How to complete this task -
From the records below, copy the lines that include "gravel".

(Saved entries)
▽

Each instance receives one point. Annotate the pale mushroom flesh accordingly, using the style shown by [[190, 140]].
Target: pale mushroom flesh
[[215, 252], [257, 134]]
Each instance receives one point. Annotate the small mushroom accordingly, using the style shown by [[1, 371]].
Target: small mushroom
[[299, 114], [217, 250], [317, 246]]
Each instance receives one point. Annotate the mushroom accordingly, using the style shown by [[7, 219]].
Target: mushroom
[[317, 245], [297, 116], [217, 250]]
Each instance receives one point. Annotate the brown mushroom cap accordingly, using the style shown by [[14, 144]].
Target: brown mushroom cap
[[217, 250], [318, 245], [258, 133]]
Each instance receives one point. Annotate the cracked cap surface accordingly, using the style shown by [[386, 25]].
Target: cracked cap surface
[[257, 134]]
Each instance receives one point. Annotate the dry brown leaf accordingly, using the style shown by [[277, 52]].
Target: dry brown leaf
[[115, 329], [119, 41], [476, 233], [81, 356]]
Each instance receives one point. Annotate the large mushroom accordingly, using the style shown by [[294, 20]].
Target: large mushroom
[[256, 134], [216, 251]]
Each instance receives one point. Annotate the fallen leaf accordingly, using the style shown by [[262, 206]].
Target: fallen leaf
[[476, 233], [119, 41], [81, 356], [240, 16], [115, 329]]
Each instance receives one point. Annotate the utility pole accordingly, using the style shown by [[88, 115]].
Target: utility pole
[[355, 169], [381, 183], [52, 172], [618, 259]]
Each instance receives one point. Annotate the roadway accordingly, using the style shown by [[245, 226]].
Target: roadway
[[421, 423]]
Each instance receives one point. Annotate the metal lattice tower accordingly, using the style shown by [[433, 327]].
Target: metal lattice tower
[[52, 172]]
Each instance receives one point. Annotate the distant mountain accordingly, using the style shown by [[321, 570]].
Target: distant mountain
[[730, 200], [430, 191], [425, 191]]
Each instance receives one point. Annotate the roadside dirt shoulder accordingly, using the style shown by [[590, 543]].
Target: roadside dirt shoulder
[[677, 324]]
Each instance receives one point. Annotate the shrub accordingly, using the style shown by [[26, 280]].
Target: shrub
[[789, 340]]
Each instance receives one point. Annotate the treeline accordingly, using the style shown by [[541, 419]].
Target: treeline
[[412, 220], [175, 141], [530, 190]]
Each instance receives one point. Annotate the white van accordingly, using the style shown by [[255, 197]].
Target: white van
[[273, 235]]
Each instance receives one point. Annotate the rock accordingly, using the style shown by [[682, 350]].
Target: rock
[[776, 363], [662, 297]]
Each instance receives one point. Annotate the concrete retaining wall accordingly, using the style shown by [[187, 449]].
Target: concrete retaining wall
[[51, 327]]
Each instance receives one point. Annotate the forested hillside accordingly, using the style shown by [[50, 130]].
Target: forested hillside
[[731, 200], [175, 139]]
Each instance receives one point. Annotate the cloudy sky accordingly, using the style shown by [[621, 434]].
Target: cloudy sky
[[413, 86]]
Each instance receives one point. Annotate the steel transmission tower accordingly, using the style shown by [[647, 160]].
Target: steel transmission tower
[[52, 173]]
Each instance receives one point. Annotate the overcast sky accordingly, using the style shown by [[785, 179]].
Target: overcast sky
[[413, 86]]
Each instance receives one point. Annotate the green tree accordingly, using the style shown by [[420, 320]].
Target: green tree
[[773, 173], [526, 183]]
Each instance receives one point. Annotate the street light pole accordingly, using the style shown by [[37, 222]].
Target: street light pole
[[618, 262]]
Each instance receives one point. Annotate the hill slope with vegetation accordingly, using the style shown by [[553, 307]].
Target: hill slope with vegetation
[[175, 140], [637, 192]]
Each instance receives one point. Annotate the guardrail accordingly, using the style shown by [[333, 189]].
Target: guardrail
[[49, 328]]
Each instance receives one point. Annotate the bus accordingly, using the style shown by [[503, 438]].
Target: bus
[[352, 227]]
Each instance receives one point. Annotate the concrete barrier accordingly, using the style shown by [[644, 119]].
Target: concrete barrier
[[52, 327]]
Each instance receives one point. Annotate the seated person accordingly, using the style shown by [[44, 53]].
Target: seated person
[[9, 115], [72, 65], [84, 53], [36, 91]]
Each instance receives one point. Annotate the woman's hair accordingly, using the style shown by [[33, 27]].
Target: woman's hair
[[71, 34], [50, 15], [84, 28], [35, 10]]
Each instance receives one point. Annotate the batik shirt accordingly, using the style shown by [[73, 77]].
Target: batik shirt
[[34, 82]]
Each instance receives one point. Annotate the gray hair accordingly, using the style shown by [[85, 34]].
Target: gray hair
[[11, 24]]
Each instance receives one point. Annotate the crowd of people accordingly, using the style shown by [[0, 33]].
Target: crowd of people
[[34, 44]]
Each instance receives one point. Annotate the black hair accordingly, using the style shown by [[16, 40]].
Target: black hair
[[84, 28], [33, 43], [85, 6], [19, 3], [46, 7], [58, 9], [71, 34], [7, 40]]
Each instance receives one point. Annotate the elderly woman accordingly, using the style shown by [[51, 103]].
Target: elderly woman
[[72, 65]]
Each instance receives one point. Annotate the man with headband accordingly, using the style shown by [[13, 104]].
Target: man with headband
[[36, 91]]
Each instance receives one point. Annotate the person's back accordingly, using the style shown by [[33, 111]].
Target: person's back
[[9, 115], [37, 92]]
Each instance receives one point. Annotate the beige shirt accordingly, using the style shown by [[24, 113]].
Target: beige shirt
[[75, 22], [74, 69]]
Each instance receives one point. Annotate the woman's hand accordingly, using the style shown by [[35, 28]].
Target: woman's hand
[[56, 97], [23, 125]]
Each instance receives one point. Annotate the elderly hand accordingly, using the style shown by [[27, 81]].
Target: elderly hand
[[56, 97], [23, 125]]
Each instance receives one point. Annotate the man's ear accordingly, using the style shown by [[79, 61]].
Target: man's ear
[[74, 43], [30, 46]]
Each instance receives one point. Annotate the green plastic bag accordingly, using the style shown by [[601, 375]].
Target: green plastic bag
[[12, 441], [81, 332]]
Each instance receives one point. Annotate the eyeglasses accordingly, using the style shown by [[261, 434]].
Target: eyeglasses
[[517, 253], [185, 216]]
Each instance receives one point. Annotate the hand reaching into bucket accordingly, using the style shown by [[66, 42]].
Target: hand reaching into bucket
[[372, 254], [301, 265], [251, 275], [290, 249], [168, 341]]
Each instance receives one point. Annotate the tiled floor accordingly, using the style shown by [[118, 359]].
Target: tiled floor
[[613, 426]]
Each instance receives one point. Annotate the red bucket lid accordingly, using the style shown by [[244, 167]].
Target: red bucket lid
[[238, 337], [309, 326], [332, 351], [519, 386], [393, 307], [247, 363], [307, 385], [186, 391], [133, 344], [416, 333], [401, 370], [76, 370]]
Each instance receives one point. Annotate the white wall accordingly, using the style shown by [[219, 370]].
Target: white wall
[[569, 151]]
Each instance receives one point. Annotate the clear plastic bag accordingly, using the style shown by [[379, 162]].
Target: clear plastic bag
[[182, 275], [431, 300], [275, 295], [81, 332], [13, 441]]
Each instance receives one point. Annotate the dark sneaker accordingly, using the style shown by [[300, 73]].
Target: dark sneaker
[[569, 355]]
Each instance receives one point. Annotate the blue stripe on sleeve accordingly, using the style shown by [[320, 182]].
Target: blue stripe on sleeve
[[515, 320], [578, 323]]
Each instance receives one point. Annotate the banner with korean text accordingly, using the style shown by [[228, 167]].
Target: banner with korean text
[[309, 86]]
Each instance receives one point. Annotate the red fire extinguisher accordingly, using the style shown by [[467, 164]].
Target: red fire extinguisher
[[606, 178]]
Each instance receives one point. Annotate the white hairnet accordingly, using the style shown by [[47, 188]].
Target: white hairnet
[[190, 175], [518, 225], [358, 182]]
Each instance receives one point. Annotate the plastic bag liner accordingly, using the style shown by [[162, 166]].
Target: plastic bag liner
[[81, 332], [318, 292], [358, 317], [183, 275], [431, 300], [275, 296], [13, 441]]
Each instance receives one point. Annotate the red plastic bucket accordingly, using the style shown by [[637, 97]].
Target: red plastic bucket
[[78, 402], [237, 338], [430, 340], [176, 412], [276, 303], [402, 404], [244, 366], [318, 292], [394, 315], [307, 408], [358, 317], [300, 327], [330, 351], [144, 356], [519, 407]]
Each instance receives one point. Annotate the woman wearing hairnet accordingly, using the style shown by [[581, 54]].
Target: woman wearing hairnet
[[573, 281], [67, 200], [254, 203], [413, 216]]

△
▽

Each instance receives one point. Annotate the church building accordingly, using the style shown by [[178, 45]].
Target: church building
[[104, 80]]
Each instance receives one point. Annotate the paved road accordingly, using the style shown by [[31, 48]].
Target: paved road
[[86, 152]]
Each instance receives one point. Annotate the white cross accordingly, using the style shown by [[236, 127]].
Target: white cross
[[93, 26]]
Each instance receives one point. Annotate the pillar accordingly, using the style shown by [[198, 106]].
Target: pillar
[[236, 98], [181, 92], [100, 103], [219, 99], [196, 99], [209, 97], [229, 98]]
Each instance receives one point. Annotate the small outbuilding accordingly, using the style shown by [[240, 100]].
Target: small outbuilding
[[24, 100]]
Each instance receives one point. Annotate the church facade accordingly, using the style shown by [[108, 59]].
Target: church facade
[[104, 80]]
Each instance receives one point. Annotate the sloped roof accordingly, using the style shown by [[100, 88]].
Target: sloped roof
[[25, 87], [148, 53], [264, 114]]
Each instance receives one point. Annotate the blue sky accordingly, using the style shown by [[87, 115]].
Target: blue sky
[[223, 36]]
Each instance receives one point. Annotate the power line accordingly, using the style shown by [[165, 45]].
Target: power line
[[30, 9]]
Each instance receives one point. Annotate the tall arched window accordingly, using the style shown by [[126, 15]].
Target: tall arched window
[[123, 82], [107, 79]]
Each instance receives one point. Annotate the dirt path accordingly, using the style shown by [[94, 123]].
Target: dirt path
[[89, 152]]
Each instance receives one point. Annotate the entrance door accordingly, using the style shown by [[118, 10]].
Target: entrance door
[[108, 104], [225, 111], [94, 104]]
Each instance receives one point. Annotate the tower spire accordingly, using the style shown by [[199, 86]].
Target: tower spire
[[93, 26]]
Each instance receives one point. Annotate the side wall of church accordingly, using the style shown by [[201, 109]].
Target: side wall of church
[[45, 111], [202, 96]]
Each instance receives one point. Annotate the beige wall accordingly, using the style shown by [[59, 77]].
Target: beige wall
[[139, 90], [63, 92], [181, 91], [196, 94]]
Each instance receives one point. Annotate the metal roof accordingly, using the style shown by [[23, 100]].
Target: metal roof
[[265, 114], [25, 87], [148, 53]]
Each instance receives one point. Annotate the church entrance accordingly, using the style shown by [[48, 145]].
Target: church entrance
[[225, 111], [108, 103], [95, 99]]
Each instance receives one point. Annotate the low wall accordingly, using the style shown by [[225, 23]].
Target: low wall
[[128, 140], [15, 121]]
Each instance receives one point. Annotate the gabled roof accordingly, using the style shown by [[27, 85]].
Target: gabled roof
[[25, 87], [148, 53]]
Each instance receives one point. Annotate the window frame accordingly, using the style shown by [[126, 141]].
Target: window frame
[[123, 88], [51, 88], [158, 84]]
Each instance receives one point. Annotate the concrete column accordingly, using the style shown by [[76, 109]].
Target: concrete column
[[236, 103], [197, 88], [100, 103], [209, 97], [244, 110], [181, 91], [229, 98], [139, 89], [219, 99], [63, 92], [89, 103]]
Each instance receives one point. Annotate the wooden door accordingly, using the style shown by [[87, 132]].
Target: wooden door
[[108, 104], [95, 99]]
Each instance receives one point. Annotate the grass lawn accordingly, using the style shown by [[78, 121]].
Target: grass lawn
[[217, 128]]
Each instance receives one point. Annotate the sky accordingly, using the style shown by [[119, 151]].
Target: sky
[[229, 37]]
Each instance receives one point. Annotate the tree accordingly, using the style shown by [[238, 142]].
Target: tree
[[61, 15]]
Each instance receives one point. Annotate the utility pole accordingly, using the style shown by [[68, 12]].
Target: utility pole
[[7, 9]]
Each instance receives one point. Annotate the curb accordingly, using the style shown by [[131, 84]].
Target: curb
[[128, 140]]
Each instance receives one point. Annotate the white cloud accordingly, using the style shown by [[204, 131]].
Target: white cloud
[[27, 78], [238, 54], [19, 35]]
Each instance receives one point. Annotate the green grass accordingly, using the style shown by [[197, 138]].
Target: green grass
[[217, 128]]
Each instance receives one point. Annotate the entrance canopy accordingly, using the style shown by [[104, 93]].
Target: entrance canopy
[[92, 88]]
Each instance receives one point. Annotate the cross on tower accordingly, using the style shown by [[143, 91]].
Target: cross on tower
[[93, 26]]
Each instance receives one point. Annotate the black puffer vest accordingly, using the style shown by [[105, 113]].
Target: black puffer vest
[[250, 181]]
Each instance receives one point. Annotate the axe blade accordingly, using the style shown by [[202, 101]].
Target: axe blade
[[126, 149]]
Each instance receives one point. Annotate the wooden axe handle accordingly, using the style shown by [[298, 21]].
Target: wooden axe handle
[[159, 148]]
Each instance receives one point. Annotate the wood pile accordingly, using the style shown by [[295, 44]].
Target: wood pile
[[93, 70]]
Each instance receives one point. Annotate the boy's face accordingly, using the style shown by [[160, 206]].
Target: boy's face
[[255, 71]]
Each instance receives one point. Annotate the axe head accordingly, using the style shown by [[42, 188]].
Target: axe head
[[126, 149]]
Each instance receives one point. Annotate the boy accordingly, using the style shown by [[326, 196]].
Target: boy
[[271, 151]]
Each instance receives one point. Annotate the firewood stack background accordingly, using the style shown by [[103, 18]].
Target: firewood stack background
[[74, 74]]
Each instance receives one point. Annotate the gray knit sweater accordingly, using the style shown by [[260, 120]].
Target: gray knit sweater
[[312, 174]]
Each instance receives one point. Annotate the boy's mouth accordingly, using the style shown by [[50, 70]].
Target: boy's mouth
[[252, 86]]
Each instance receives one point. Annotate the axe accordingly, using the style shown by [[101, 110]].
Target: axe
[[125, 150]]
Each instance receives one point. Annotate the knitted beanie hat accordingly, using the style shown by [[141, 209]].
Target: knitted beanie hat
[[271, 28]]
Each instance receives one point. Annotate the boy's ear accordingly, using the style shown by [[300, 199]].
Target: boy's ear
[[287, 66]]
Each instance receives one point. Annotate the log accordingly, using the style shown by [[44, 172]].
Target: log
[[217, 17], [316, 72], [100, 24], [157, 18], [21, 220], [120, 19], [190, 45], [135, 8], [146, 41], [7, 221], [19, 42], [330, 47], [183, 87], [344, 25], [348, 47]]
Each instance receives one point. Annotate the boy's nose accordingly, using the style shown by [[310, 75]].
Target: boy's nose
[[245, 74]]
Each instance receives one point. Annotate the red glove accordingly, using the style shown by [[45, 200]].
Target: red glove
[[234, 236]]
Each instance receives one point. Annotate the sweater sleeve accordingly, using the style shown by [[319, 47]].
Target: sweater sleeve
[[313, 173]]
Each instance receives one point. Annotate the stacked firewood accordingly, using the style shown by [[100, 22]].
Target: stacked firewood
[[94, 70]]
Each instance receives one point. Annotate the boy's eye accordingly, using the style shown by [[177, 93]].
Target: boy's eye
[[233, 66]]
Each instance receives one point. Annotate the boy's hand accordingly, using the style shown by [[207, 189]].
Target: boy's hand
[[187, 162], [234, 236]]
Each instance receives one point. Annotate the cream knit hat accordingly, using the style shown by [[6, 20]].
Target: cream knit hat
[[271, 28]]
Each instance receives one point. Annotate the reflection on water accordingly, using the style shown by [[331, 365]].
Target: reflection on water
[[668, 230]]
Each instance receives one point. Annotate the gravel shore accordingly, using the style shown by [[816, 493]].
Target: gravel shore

△

Expected answer -
Each instance receives one point. Annotate the gravel shore accordingly, using the style shown by [[816, 493]].
Target: gravel shore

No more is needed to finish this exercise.